> GIVEN RECORDS
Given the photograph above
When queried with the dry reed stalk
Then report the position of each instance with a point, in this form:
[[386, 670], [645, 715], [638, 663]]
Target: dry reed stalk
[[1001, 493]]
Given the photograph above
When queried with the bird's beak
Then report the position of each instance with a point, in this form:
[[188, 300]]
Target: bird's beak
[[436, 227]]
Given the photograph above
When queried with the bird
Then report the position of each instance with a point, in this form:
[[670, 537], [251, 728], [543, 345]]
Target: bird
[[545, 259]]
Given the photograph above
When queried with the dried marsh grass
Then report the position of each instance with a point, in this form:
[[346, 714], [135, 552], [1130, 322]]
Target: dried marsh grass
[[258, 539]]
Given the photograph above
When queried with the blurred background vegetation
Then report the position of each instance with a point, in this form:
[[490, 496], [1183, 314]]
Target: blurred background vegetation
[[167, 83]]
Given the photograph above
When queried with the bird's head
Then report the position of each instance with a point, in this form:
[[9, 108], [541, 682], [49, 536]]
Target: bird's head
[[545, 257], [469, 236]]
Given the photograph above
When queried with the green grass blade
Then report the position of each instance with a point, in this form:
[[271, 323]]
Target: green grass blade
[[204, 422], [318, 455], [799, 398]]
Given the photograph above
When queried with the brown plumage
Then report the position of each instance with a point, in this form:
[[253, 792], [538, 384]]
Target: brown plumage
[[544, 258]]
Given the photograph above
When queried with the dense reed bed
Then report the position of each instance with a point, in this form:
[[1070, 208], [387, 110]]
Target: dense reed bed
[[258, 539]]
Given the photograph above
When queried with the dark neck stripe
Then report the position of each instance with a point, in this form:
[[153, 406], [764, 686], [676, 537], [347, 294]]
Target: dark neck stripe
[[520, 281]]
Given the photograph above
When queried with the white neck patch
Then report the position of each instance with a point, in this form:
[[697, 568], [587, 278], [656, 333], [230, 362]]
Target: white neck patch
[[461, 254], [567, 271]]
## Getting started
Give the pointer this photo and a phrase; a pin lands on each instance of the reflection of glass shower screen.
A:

> DIRECTIVE
Output all records verbatim.

> EXPECTED OUTPUT
Given the photograph above
When queried with the dry reed stalk
Then report the position of each instance with a point, in this form:
[[386, 670], [645, 715], [638, 663]]
Target: dry reed stalk
[[1001, 493]]
Given the photograph above
When queried with the bird's beak
Then report the position of each instance with a point, in this form:
[[188, 300]]
Target: bird's beak
[[436, 227]]
Given the photograph above
When queried with the bird
Then report the position of each instance with a point, in this form:
[[670, 537], [251, 728], [543, 345]]
Target: bird
[[545, 259]]
Given the photograph above
When queried with the dried marsh grass
Then report the position of each instance with a point, in this form:
[[346, 714], [135, 552], [1130, 322]]
Target: dried marsh grass
[[258, 539]]
Given the photograph above
When queried with the blurred background vegetation
Then report the position of each instance with a point, in this form:
[[490, 496], [1183, 314]]
Target: blurred background vegetation
[[167, 83]]
Given the photograph above
When queried with the bird's head
Then report the position of each instance with a point, in this form:
[[9, 108], [541, 682], [49, 536]]
Target: bird's head
[[545, 257], [469, 236]]
Given the photograph above
When queried with the green grass blade
Then report the position of each instance with a point, in this form:
[[271, 323]]
Target: green grass blade
[[204, 422], [318, 455], [799, 398]]
Given the photograph above
When queried with the brown plumage
Then report the position of each instance with a point, in this form:
[[253, 792], [538, 384]]
Target: brown plumage
[[544, 258]]
Given the photograph above
When queried with the dense reed bed
Then report the position of each instance with a point, in this form:
[[1070, 208], [387, 110]]
Target: dense reed bed
[[258, 539]]
Given the photograph above
When queried with the dark neck stripe
Then report the position of each instance with a point, in this form:
[[153, 406], [764, 686], [676, 537], [347, 294]]
Target: dark neck stripe
[[520, 281]]
Given the photograph above
When queried with the white neck patch
Then report the position of each instance with a point, in this form:
[[697, 568], [587, 278], [656, 333], [230, 362]]
Target: white neck patch
[[461, 254], [567, 271]]
## Getting started
Give the pointer this photo and a phrase; a pin lands on each instance of the reflection of glass shower screen.
A:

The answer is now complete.